▶ [Given data]:
— BEGIN —
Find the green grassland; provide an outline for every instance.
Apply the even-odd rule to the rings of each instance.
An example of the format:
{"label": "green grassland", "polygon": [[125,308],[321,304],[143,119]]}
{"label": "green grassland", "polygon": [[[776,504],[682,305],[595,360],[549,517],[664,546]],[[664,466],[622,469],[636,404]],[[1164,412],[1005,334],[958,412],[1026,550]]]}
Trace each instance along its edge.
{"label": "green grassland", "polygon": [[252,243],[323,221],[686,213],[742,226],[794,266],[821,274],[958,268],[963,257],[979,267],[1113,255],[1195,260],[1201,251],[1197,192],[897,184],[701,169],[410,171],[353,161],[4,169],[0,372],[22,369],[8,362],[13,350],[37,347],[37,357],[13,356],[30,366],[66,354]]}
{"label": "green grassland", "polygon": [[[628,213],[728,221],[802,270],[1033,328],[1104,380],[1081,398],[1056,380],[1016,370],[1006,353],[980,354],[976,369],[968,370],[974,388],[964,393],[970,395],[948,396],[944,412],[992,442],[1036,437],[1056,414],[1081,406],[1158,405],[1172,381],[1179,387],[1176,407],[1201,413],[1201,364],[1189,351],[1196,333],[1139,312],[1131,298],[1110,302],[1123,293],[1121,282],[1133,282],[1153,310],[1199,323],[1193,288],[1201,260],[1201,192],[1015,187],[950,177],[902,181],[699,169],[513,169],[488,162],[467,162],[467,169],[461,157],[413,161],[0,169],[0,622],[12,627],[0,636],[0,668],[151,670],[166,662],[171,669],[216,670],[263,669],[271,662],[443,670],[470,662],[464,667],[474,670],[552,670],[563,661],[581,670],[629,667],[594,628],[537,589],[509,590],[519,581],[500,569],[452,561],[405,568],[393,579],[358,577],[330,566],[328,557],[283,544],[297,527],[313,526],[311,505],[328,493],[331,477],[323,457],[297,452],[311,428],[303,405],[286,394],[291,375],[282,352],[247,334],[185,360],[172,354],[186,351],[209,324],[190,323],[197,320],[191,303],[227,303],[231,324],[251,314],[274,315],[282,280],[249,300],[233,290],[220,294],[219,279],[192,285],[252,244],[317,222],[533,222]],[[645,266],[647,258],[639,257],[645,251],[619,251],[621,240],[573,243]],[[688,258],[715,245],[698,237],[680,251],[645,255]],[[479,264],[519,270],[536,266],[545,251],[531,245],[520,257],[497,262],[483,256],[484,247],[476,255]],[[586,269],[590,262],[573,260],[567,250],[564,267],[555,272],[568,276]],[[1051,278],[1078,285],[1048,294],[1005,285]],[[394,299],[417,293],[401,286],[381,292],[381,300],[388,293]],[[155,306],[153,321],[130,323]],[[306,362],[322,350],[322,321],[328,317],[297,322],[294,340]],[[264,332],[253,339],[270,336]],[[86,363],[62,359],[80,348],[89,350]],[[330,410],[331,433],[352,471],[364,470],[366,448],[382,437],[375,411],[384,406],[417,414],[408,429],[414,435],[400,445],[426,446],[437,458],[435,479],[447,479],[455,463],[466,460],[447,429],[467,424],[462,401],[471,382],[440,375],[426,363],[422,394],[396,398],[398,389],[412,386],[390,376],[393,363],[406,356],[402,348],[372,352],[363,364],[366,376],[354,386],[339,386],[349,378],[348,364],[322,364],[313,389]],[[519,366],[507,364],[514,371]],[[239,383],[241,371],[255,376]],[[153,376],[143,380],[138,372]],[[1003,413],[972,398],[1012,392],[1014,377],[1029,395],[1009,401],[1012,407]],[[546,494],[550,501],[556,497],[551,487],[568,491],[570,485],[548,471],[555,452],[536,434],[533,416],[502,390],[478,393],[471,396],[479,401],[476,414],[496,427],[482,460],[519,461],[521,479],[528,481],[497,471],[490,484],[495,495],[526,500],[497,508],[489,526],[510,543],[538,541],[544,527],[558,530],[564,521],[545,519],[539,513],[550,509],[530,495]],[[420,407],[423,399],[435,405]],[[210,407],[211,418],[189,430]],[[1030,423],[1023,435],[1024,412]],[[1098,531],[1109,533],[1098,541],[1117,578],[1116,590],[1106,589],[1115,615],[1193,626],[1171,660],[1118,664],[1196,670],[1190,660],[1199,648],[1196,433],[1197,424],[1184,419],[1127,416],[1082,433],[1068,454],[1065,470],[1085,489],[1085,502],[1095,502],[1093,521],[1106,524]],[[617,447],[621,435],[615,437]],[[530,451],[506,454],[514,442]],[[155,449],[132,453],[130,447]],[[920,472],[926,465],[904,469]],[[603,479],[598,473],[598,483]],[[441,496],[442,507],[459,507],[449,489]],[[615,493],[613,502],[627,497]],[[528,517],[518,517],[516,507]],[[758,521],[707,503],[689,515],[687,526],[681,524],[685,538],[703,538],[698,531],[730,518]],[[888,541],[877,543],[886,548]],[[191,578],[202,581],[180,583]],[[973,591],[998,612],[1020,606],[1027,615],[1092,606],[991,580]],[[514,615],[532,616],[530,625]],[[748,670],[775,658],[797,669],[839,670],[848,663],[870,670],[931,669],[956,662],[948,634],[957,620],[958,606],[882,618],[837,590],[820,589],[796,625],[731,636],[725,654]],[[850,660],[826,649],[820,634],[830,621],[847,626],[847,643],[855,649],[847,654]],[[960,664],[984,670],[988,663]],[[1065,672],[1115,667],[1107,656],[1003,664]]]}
— END —
— BEGIN —
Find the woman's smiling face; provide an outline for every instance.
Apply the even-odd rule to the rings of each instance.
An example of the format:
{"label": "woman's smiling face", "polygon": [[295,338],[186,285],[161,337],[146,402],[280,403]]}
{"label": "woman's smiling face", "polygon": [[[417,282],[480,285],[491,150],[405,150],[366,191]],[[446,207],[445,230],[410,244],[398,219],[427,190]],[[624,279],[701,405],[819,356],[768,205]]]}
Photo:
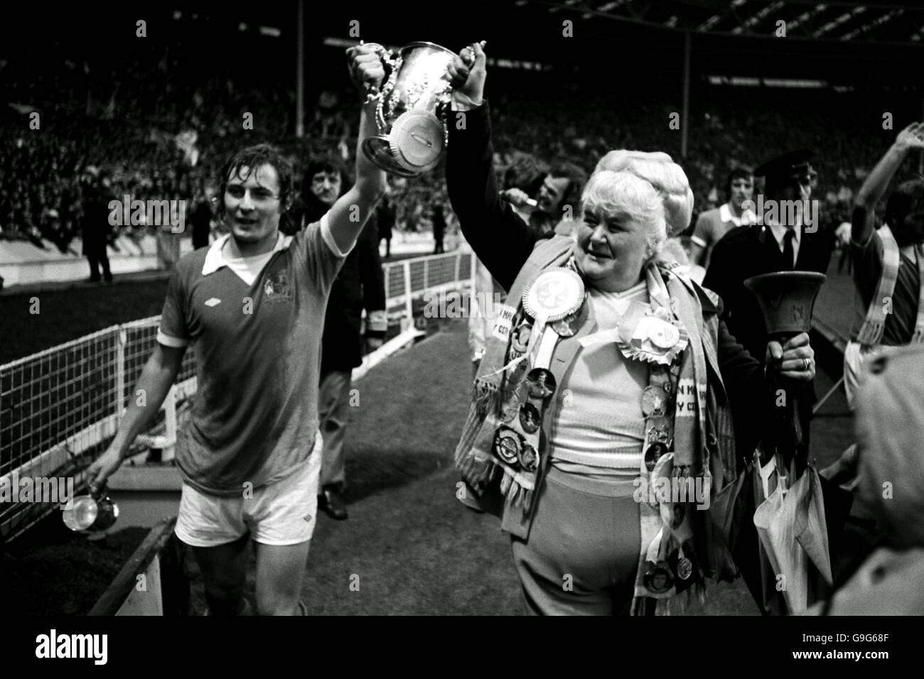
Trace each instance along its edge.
— END —
— BEGIN —
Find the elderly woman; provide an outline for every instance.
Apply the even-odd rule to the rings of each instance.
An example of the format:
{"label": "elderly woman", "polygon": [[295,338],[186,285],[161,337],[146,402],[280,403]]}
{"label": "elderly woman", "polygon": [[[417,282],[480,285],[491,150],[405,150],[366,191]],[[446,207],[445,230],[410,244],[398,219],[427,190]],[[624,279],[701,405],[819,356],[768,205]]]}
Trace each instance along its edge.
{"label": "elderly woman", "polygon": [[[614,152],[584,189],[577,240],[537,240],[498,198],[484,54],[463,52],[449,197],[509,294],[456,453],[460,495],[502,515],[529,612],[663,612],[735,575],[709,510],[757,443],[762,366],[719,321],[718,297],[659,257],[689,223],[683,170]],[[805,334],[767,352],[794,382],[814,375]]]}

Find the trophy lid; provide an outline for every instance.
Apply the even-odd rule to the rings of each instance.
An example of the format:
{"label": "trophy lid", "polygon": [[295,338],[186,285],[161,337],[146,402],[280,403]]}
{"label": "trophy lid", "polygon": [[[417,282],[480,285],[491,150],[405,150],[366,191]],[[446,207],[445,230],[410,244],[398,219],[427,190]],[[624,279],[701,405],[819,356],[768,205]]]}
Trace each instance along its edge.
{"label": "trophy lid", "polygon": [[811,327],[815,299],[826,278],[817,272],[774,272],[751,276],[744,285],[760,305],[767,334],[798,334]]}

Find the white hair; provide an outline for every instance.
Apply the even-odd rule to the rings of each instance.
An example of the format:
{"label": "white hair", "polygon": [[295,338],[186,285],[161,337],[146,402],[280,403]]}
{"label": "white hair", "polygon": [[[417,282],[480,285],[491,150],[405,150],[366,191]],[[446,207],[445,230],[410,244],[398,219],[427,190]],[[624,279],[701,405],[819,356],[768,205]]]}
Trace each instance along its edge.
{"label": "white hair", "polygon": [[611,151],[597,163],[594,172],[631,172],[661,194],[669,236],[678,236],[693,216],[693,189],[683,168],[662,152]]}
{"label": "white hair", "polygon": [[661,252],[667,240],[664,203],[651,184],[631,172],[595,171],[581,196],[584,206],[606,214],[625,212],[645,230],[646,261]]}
— END —
▶ [Exercise brief]:
Gather every line above that contains the string "face" and copy each one in full. Matching is case-sensitive.

▶ [Task answer]:
Find the woman's smiling face; provide an outline for every instance.
{"label": "woman's smiling face", "polygon": [[295,338],[186,285],[161,337],[146,402],[280,403]]}
{"label": "woman's smiling face", "polygon": [[[417,282],[480,285],[491,150],[405,150],[366,191]],[[446,207],[445,230],[410,244],[398,219],[427,190]],[[624,279],[701,405],[819,356],[768,205]]]}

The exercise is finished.